[start EXTRACT]
It is this relationship between the potential for free riding and the day-to-day nature of decision making that can lead to bad outcomes if constraints aren't in place. More specifically, explain Chari and Kehoe, monetary authorities are naturally prone to change policy from one meeting to the next, responding to conditions current and anticipated. That policy inconsistency, observed by union members, leads nations to free ride—spending beyond their means, incurring national debts whose full costs they won't pay because the union's central bank will be motivated to inflate the debts away, a day-by-day monetary policy decision that spreads one nation's fiscal costs to all members of the union.

"The driving force behind our results is that a time inconsistency problem in monetary policy leads to a free-rider problem in fiscal policy," write Chari and Kehoe in "On the Desirability of Fiscal Constraints in a Monetary Union." "The time inconsistency problem arises because the monetary authority has an incentive to inflate away nominal debt."

Two problems, two solutions

Imagine, again, the rowboat, but expand it instead into a long racing shell with 12 fiscal rowers on one side and a big central banker on the other. If you're one of the fiscal rowers, two questions might occur to you (aside from how you ended up in this metaphor, but bear with me): First, how do we all stay in sync? And second, would anyone notice if I stopped pulling quite so hard? A strictly enforced Stability and Growth Pact ensuring that everyone rows at a set pace would answer both questions. But absent a fiscal pact, a lot depends on the monetary side.
[end EXTRACT]
[start DATA PROVIDED]
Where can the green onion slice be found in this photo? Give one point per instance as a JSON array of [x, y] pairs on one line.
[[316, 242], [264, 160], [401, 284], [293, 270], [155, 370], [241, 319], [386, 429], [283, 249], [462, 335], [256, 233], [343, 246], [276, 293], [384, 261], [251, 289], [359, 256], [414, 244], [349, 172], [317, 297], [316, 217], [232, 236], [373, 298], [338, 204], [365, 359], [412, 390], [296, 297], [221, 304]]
[end DATA PROVIDED]
- TASK STATEMENT: Revise the text on fiscal constraints in a monetary union, starting with "It is this relationship" and going on through "of the union.", putting "central bankers" wherever "monetary authorities" appears. The lines are separate material from the text on fiscal constraints in a monetary union.

- FINAL ANSWER:
It is this relationship between the potential for free riding and the day-to-day nature of decision making that can lead to bad outcomes if constraints aren't in place. More specifically, explain Chari and Kehoe, central bankers are naturally prone to change policy from one meeting to the next, responding to conditions current and anticipated. That policy inconsistency, observed by union members, leads nations to free ride—spending beyond their means, incurring national debts whose full costs they won't pay because the union's central bank will be motivated to inflate the debts away, a day-by-day monetary policy decision that spreads one nation's fiscal costs to all members of the union.